> [Data for this exercise]
(begin)
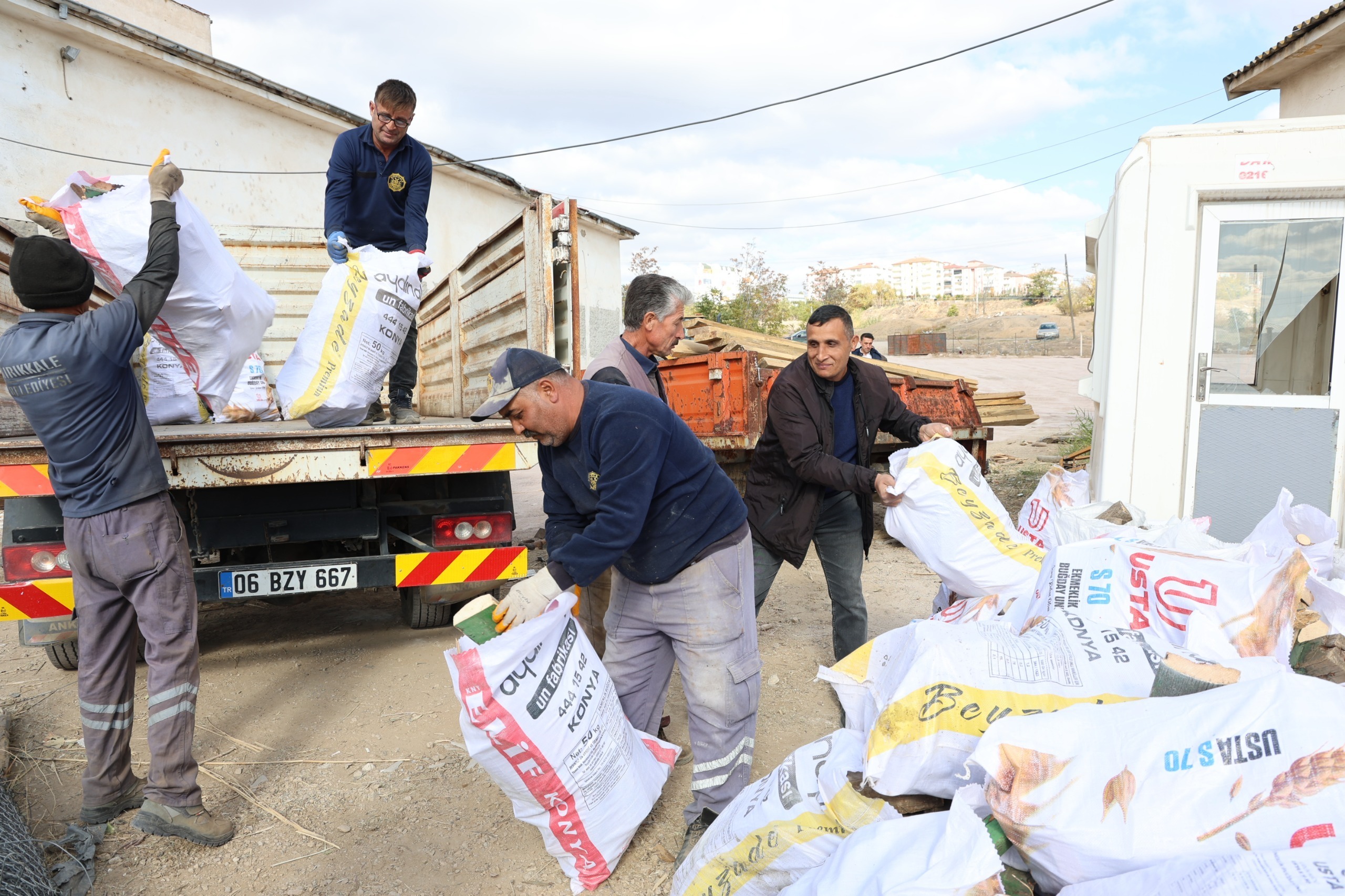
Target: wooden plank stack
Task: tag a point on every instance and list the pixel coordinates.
(704, 336)
(1004, 409)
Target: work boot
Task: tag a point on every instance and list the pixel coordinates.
(404, 416)
(102, 815)
(376, 415)
(693, 836)
(189, 822)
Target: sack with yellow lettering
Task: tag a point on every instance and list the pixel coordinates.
(784, 825)
(951, 520)
(351, 338)
(927, 692)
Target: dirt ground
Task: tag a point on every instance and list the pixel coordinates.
(344, 722)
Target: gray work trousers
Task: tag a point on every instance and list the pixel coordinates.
(702, 619)
(131, 568)
(840, 543)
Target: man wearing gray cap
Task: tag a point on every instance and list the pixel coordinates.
(626, 485)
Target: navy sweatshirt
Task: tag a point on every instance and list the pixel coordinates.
(633, 489)
(378, 202)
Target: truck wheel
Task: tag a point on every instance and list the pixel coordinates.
(64, 654)
(421, 615)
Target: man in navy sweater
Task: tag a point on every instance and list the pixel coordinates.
(377, 194)
(626, 485)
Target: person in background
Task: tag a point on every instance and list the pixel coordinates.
(377, 195)
(866, 349)
(656, 307)
(810, 480)
(68, 365)
(628, 486)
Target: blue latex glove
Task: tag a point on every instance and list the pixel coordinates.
(335, 249)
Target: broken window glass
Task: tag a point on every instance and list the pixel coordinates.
(1276, 307)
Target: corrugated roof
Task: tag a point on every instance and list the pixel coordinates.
(244, 76)
(1293, 35)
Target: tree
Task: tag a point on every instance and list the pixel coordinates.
(760, 303)
(1041, 287)
(712, 306)
(643, 260)
(825, 286)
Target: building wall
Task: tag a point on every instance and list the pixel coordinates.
(128, 101)
(1316, 90)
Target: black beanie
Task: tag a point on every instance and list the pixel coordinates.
(46, 272)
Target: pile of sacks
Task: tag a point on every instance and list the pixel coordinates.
(201, 362)
(1101, 705)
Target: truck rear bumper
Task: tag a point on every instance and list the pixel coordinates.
(44, 605)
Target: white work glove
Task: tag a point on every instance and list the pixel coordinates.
(526, 600)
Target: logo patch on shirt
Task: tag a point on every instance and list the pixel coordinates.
(35, 376)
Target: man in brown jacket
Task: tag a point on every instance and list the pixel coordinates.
(810, 480)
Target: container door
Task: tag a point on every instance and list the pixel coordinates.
(1267, 381)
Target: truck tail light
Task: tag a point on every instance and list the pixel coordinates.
(37, 561)
(457, 532)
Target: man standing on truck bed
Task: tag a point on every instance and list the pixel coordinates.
(626, 485)
(68, 363)
(656, 307)
(377, 194)
(810, 478)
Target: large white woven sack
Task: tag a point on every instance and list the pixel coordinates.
(1250, 597)
(783, 825)
(1289, 525)
(541, 715)
(1316, 868)
(351, 339)
(214, 317)
(1095, 791)
(926, 692)
(166, 388)
(1039, 517)
(933, 855)
(951, 520)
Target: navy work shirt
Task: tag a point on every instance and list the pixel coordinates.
(71, 377)
(633, 489)
(376, 201)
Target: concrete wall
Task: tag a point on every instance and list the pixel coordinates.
(128, 100)
(1316, 90)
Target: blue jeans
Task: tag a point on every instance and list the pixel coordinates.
(839, 540)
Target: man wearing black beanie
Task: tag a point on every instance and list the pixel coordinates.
(68, 365)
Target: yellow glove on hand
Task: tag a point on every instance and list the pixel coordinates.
(525, 600)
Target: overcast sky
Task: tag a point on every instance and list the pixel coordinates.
(508, 77)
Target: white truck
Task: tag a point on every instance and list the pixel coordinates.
(282, 512)
(1215, 379)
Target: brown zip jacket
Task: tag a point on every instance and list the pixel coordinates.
(794, 463)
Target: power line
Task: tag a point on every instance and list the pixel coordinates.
(808, 96)
(895, 214)
(897, 183)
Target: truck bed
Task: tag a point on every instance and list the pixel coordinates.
(253, 454)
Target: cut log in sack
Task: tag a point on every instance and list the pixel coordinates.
(351, 338)
(541, 715)
(953, 521)
(214, 315)
(1096, 791)
(784, 825)
(925, 693)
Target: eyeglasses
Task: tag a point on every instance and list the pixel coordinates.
(400, 123)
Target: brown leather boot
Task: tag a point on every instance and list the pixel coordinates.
(189, 822)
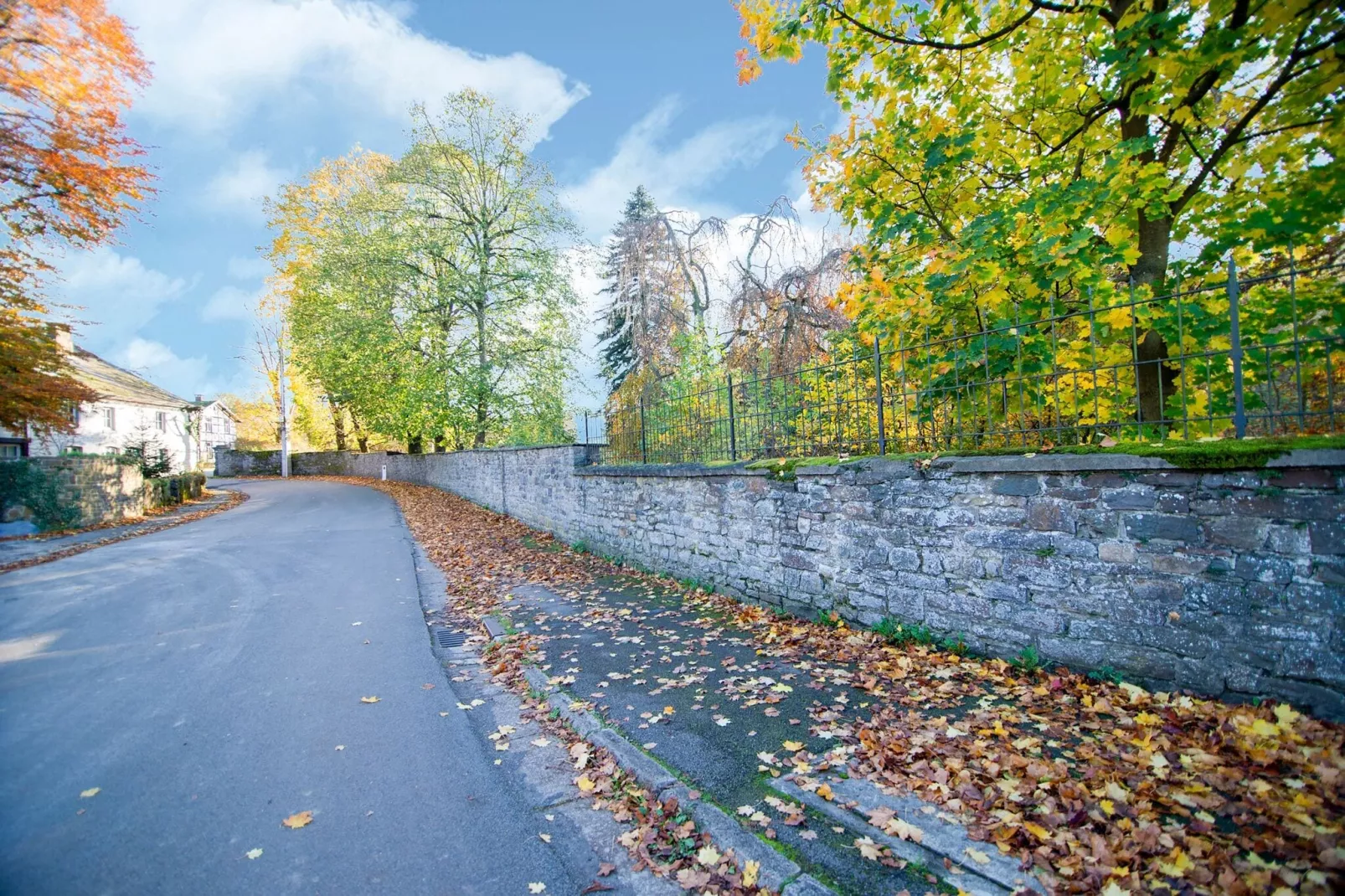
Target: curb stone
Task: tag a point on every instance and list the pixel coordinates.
(807, 885)
(729, 834)
(724, 831)
(942, 840)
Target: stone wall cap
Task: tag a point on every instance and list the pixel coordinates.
(674, 471)
(1311, 458)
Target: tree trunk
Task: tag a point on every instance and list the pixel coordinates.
(338, 424)
(1153, 378)
(361, 439)
(482, 378)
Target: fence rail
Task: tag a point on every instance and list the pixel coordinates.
(1260, 355)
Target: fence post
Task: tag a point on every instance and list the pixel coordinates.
(734, 434)
(877, 379)
(645, 445)
(1236, 352)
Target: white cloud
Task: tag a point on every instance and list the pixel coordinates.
(230, 303)
(217, 59)
(244, 183)
(249, 268)
(113, 295)
(672, 174)
(162, 366)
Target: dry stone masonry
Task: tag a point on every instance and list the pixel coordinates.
(1222, 583)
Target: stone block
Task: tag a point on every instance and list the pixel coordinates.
(1289, 540)
(1116, 552)
(1265, 568)
(1245, 533)
(1327, 537)
(1165, 526)
(1130, 498)
(1304, 478)
(1051, 516)
(1018, 486)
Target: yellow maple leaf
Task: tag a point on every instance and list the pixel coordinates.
(299, 820)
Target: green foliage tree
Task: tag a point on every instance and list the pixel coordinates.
(428, 295)
(1007, 160)
(643, 312)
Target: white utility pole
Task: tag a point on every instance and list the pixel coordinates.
(284, 405)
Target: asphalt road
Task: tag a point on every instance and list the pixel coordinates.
(204, 678)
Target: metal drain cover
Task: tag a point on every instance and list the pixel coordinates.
(450, 638)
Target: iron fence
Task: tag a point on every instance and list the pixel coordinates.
(1260, 355)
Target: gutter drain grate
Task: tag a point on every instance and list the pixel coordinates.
(450, 638)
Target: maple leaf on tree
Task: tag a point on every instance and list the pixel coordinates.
(70, 178)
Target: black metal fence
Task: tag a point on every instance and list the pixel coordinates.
(1234, 357)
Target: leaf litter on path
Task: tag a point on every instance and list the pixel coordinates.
(1131, 789)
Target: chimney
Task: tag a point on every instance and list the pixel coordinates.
(64, 338)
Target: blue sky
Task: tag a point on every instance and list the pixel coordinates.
(250, 93)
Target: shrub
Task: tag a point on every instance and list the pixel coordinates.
(1028, 661)
(27, 485)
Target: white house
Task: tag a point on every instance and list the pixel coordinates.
(218, 428)
(129, 410)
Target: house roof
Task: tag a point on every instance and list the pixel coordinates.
(115, 384)
(208, 403)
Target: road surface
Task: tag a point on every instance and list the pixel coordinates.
(208, 681)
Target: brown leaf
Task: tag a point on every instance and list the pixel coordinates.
(299, 820)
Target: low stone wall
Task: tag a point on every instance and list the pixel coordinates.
(99, 489)
(1222, 583)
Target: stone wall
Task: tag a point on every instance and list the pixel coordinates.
(101, 489)
(1222, 583)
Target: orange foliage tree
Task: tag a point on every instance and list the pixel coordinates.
(69, 174)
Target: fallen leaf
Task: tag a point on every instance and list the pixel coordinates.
(869, 849)
(977, 856)
(299, 820)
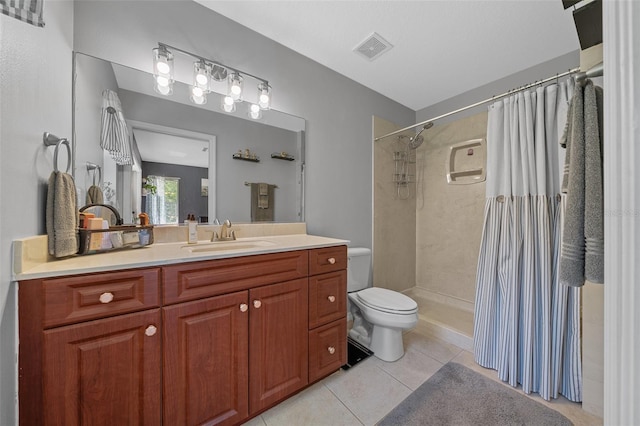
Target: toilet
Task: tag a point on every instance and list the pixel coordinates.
(379, 315)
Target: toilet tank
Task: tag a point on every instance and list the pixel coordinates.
(358, 268)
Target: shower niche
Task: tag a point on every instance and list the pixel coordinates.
(466, 162)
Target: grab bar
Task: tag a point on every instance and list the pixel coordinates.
(52, 140)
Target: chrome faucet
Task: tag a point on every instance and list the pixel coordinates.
(226, 234)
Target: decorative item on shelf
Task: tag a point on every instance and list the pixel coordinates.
(207, 74)
(283, 156)
(148, 188)
(247, 155)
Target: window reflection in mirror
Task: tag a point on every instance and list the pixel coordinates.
(226, 193)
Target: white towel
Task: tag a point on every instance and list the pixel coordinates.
(263, 195)
(62, 215)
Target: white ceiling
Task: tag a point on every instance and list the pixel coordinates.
(441, 48)
(164, 148)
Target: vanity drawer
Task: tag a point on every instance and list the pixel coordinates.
(78, 298)
(327, 298)
(190, 281)
(327, 349)
(327, 259)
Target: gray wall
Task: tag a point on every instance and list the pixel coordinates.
(35, 87)
(338, 111)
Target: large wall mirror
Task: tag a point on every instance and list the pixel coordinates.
(186, 151)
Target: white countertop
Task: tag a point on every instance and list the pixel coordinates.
(171, 253)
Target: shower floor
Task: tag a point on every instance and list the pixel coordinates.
(443, 320)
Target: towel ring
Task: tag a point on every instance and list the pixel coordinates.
(53, 140)
(94, 167)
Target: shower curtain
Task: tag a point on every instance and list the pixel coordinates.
(527, 325)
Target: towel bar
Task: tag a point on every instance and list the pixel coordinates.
(53, 140)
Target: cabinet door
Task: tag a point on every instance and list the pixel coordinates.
(206, 361)
(278, 339)
(103, 372)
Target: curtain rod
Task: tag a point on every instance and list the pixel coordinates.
(493, 98)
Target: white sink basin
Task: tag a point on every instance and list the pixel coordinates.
(227, 246)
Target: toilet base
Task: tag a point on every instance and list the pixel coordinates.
(386, 343)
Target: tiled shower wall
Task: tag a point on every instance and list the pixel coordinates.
(448, 217)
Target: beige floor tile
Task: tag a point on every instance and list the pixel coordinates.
(367, 391)
(316, 406)
(413, 369)
(420, 340)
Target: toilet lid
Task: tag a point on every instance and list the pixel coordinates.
(387, 300)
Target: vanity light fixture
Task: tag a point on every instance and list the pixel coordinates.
(255, 112)
(163, 70)
(228, 104)
(207, 74)
(236, 84)
(264, 97)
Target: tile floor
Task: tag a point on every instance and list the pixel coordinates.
(364, 394)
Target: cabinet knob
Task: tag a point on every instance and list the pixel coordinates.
(106, 297)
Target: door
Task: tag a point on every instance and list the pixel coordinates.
(278, 336)
(103, 372)
(206, 361)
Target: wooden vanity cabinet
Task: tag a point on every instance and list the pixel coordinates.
(209, 342)
(90, 350)
(327, 311)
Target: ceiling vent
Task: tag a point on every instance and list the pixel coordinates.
(373, 47)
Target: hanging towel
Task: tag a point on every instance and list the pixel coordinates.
(94, 195)
(260, 214)
(582, 254)
(62, 215)
(263, 196)
(114, 133)
(593, 184)
(572, 252)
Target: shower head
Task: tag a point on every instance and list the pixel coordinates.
(417, 140)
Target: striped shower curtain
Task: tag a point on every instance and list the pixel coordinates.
(527, 325)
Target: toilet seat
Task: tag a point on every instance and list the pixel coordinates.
(389, 301)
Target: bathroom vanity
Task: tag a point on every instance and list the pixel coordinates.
(214, 337)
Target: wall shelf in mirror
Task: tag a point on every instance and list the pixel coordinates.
(283, 156)
(254, 158)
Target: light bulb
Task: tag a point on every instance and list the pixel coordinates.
(162, 81)
(163, 90)
(163, 68)
(254, 112)
(264, 98)
(235, 87)
(228, 104)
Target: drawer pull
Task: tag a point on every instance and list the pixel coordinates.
(106, 297)
(151, 330)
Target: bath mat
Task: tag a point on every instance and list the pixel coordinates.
(457, 395)
(355, 353)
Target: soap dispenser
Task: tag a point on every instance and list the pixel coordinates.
(192, 224)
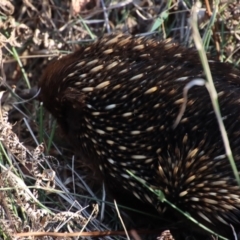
(end)
Copy out the stretch of the data from the line containing "Target: tree trunk" through the line containing "(1236, 352)", including both of those lines and changing nothing.

Target: tree trunk
Task: tag a point on every instance and list the pixel coordinates.
(338, 424)
(1153, 378)
(361, 439)
(482, 378)
Target: fence rail
Task: tag a point on every instance and list the pixel coordinates.
(1260, 355)
Target: fence post
Task: tag a point on every instance and list the pixel coordinates.
(734, 434)
(877, 379)
(645, 445)
(1236, 352)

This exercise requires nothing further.